Excerpted passage:
The Lawshe Memorial Museum, Dakota County's history museum and home base for its historical society, will reopen this month with new exhibits after undergoing a $1.2 million renovation to make the space more accessible.

Several new exhibits — including an upcoming one aimed specifically at school children — will offer visitors insight into a fresh batch of local history topics.

Dakota County owns the Lawshe building, which was built in 1978 in South St. Paul.

"A lot of things have changed since then," said Matt Carter, executive director of the Dakota County Historical Society. "This is the first major renovation that it's gone through ... It doesn't look anything like it did."

A grand opening is planned for Jan. 21 from 1 to 5 p.m.

Improvements are evident throughout. The museum will feature a new elevator, a revamped gift shop and front desk area and updated restrooms on both floors, with the second-floor facilities redone as ADA-accessible family bathrooms.

Upstairs, there's a larger archives area for staff and a revamped meeting room with a new in-ceiling projector and speakers for presentations on topics like genealogy. The meeting room, which can be rented out, also has an ADA-accessible kitchenette.

The museum will offer hearing assistance packs to meeting room visitors who are hard-of-hearing.

There are new parking spots for those with disabilities, a new parking area for school buses and several energy and safety-related improvements, too, county officials said.

The updates were funded by the county's capital budget, officials said.

Steve Cook, incoming 2023 president of the Dakota County Historical Society Board of Directors, said the improvements were badly needed.

"We want to continue to move forward," Cook said of the museum. "This sort of creates a new baseline or platform so that we can then jump even further."

One idea that's been floated, he said, is adding a second story to the Great Hall, a large exhibit space with high ceilings. It's now home to a colorful Dakota County map painted on the floor.

Things to do:
• a. Translate this sentence from the museum renovation article into Spanish: "The museum will offer hearing assistance packs to meeting room visitors who are hard-of-hearing."
• b. Answer these questions from the museum renovation article:
(i) In what year was the Lawshe building built?
(ii) On what date and during what hours is the grand opening planned?
(iii) What is painted on the floor of the Great Hall?
• c. Copy the museum renovation article from "A grand opening" up to and including "budget, officials said.", word for word.

Data below:
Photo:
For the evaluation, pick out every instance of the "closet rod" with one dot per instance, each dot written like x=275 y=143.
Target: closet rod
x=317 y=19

Answers below:
• a. El museo ofrecerá paquetes de asistencia auditiva a los visitantes de la sala de reuniones que tengan dificultades auditivas.

• b.
(i) 1978
(ii) Jan. 21, from 1 to 5 p.m.
(iii) A colorful Dakota County map

• c.
A grand opening is planned for Jan. 21 from 1 to 5 p.m.

Improvements are evident throughout. The museum will feature a new elevator, a revamped gift shop and front desk area and updated restrooms on both floors, with the second-floor facilities redone as ADA-accessible family bathrooms.

Upstairs, there's a larger archives area for staff and a revamped meeting room with a new in-ceiling projector and speakers for presentations on topics like genealogy. The meeting room, which can be rented out, also has an ADA-accessible kitchenette.

The museum will offer hearing assistance packs to meeting room visitors who are hard-of-hearing.

There are new parking spots for those with disabilities, a new parking area for school buses and several energy and safety-related improvements, too, county officials said.

The updates were funded by the county's capital budget, officials said.